------ ИСХОДНЫЙ ТЕКСТ

Как раз в тот момент, когда Мане обосновался в двух новых местах – дома и в мастерской, – он открывает для себя технику гравюры. Вот уже несколько лет как после длительного забвения офорт снова в почете. Первая лепта Мане – это лист «Путешественники», изображающий цыган; затем он переносит на медную доску несколько композиций Веласкеса – «Инфанту Марию-Маргариту», «Портрет Филиппа IV» и «Малых кавалеров». Однако офорт не отвлекает его от живописи.

------------
------ ВЫБРАННЫЕ ДАННЫЕ

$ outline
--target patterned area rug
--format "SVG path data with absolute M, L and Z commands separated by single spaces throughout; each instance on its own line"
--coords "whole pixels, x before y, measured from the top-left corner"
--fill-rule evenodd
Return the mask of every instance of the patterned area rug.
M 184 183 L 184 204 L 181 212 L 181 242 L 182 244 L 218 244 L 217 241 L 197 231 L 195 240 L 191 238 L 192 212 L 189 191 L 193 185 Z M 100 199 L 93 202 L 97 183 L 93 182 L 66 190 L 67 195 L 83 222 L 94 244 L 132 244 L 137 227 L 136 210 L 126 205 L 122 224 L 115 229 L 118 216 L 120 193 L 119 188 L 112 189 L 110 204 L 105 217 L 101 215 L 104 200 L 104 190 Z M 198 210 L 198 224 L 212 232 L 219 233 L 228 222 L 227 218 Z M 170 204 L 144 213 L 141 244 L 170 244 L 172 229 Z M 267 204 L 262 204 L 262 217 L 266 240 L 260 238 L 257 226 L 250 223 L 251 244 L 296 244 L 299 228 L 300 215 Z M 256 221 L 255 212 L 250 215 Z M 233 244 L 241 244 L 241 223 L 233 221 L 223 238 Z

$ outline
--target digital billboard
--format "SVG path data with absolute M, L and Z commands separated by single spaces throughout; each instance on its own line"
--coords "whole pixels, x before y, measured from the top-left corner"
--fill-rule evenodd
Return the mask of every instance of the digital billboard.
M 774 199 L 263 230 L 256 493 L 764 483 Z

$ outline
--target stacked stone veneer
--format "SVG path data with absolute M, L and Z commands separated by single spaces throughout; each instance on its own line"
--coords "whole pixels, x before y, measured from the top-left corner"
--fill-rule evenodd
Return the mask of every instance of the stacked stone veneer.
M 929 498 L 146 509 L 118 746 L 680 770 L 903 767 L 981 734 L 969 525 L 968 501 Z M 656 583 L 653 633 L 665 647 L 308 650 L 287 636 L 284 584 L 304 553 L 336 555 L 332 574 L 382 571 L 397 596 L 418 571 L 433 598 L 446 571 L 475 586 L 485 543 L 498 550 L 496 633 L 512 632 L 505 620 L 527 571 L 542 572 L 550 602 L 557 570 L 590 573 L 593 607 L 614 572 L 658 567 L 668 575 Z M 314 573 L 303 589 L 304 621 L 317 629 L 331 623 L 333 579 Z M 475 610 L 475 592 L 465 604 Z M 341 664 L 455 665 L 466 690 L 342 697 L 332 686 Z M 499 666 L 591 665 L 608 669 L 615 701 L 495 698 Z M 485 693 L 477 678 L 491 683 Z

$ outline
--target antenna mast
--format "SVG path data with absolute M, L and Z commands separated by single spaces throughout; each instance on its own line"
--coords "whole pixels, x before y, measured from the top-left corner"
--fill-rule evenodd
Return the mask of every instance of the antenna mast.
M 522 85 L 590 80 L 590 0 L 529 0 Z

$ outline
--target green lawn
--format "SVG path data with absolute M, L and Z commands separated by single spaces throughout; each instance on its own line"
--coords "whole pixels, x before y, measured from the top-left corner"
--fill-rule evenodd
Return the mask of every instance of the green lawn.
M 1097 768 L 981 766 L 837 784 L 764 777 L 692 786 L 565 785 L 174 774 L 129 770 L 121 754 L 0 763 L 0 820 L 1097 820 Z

------------

ЧТО НУЖНО СДЕЛАТЬ
[a] Определите, соответствуют ли тексту о Мане следующие утверждения: (i) Мане открывает для себя технику гравюры, когда обосновывается дома и в мастерской; (ii) первой работой Мане в этой технике стал «Портрет Филиппа IV»; (iii) офорт отвлекает Мане от живописи. Ответьте на каждое «да» или «нет» и приведите решающие слова текста дословно.
[b] Перепишите фрагмент текста о Мане между словами «Как раз в тот» и «его от живописи.» включительно, заменив «офорт» на «эстамп».
[c] Какие композиции Веласкеса Мане переносит на медную доску, согласно тексту о Мане?

РЕЗУЛЬТАТЫ ЗАДАНИЙ
[a]
(i) Да: «Как раз в тот момент, когда Мане обосновался в двух новых местах – дома и в мастерской, – он открывает для себя технику гравюры».
(ii) Нет: «Первая лепта Мане – это лист «Путешественники», изображающий цыган».
(iii) Нет: «Однако офорт не отвлекает его от живописи».

[b]
Как раз в тот момент, когда Мане обосновался в двух новых местах – дома и в мастерской, – он открывает для себя технику гравюры. Вот уже несколько лет как после длительного забвения эстамп снова в почете. Первая лепта Мане – это лист «Путешественники», изображающий цыган; затем он переносит на медную доску несколько композиций Веласкеса – «Инфанту Марию-Маргариту», «Портрет Филиппа IV» и «Малых кавалеров». Однако эстамп не отвлекает его от живописи.

[c] Он переносит «Инфанту Марию-Маргариту», «Портрет Филиппа IV» и «Малых кавалеров».